EXERCISE DESCRIPTION
The entries below are to be written out again without alteration.

ENTRIES PROVIDED
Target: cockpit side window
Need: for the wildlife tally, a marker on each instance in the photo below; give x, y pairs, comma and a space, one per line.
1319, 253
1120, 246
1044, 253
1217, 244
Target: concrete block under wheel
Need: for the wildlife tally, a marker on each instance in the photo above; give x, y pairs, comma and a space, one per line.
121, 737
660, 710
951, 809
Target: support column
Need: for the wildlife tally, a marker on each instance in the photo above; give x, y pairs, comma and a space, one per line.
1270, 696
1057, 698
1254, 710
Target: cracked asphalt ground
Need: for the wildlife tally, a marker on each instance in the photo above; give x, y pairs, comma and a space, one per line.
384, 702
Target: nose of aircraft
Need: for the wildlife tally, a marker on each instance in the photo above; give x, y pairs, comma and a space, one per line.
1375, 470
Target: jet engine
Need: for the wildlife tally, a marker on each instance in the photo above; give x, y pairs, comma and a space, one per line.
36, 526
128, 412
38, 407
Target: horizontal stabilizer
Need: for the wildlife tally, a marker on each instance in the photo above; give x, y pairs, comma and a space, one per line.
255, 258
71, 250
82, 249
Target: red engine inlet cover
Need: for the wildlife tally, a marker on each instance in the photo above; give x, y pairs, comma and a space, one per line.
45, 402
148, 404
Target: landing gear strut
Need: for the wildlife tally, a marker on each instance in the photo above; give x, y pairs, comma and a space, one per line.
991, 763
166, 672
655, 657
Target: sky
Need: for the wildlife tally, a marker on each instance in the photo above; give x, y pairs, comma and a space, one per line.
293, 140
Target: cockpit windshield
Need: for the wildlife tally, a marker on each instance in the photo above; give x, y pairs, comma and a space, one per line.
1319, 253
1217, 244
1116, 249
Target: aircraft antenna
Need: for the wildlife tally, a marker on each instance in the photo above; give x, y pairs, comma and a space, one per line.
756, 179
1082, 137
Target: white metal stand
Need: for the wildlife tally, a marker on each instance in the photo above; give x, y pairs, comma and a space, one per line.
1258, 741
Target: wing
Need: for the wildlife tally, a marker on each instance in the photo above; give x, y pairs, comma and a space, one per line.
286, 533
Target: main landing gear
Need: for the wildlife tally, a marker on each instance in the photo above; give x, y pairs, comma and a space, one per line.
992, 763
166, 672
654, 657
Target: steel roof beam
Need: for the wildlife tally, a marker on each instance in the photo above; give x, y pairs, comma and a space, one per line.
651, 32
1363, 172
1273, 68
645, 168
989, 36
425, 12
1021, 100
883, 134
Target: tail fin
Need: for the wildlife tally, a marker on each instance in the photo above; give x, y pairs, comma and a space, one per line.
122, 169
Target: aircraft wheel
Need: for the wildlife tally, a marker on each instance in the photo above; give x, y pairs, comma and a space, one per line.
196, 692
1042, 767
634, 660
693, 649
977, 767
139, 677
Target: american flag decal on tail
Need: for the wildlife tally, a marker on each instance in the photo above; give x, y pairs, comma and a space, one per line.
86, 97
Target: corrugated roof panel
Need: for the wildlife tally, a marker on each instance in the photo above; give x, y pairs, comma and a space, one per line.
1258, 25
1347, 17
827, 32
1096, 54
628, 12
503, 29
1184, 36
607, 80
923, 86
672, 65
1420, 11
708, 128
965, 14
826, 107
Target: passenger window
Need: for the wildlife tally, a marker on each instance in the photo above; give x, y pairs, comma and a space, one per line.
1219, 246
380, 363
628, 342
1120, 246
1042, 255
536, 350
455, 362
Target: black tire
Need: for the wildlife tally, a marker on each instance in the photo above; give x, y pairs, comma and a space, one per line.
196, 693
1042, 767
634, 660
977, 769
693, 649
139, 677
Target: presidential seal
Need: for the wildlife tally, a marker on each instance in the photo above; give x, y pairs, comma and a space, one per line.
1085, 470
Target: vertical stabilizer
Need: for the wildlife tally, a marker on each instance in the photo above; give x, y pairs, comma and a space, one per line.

CORRECT ANSWER
Target: cockpit side window
Need: for the wildlife tally, a marker on each instance in the photo below; give x, y pairs, comma and a space, one per line.
1319, 253
1120, 246
1044, 253
1217, 244
Target: concrete block under wheel
Need: for the wildlife tally, a marker on each instance in the photo above; give x, y pairs, comma and a space, one per line.
121, 737
660, 710
951, 809
Target: support column
Need: for the wildlife tally, a marker on each instance in the photo above; give x, y pairs, comma and a space, one per line.
1270, 696
1057, 698
1254, 710
Target: cracked asphalt ground
Need: for the wildlife tally, a marker on each instance in the photo above; give x, y pairs, comma and a space, one per line.
384, 702
Target: nose of aircraft
Need: for the wildlife tally, a marker on each instance in the photo above; give x, y pairs, comma and a space, one per line.
1375, 470
Target: jet engine
Need: for the wildlife tally, a marker on each instance in the photo above; give x, y pairs, comma and a space, one per line.
36, 526
128, 412
38, 407
Target: horizontal stabilizer
Need: for the wildlife tally, a marker on each instance in the photo above; give x, y pairs, comma and a space, one per line.
255, 258
71, 250
82, 249
Target: red engine inlet cover
Need: for the wildlife tally, a marker on each instance in the photo above; give x, y pairs, comma and a space, one per line.
45, 402
148, 404
Target: landing gear strut
Need: for the wildlife tally, a marker on each instance in the photo above; give x, y pairs, comma and a space, one per line.
991, 763
166, 672
655, 657
Target: sky
Need: for the wildlife tally, a marker on each instance in the photo above; give x, y pairs, comma and a space, one per line.
293, 140
Target: cockpit windshield
Need: for the wildlife tally, a marker on each instance in the photo above; give x, y pairs, comma and a space, one per line.
1319, 253
1217, 244
1116, 249
Target: aircraft antenna
Need: for the wildlife tally, a marker on each instance in the photo above; give x, y pairs, comma and a space, one per line.
756, 179
1082, 137
Target: white metal stand
Need: for the wildlife tally, a marker on each instance in the photo above; give x, y pairs, comma and a space, one per line.
1258, 741
Target: wing
Need: for the wildlife tally, a marker on each instance in the photo above; give x, y pairs, comma and a space, one per line.
286, 533
Target: main landing gear
Need: for the wildlife tally, a marker on each instance in the photo above; give x, y pairs, comma and a space, one per line.
992, 763
166, 672
654, 657
Target: steel roof beam
Need: for the wildlife tally, a marker on each instance in the photo above; give x, y pairs, comma and a space, one per line.
651, 32
1363, 172
1273, 68
645, 168
989, 36
425, 12
1021, 100
883, 134
Target: tail fin
Need: for the wildlife tally, a marker on each instance in the photo above; give x, y pairs, comma and a space, one per line.
122, 169
Target: aircraft wheel
Need: for the wildlife tally, a marker on each instance in the photo above; give x, y pairs, comma and a space, one per line.
196, 692
1042, 767
634, 660
693, 649
977, 767
139, 677
Target: american flag decal on tail
Need: for the wildlife tally, a marker on each instance in the photo above; give x, y pairs, comma and a space, one per line.
86, 97
Target: corrugated roof panel
Need: for the wildlife tally, a marker on each instance in the photo above; give x, y pairs, comma and a space, one per line.
1258, 25
1347, 17
827, 32
1096, 54
628, 12
503, 29
1184, 36
607, 80
923, 86
672, 65
1420, 11
708, 128
965, 14
826, 107
Target: passenger window
Need: for the wildlife tally, a marker on each instance in the photo above; give x, y pairs, comma and a space, one per line.
1219, 246
380, 363
628, 342
1120, 246
1042, 255
536, 350
455, 362
Target: black tire
Need: for the wildlife tally, a marker on each instance in the photo above; give x, y pairs, comma and a space, one per line.
196, 693
1042, 767
634, 660
977, 769
693, 649
139, 677
Target: presidential seal
Need: for the wildlife tally, a marker on each instance in the photo above; give x, y pairs, comma and a space, one per line.
1085, 470
Target: vertical stabilizer
Need: for the wildlife tally, a marker on each instance in the photo above; give x, y pairs, comma and a space, one per line.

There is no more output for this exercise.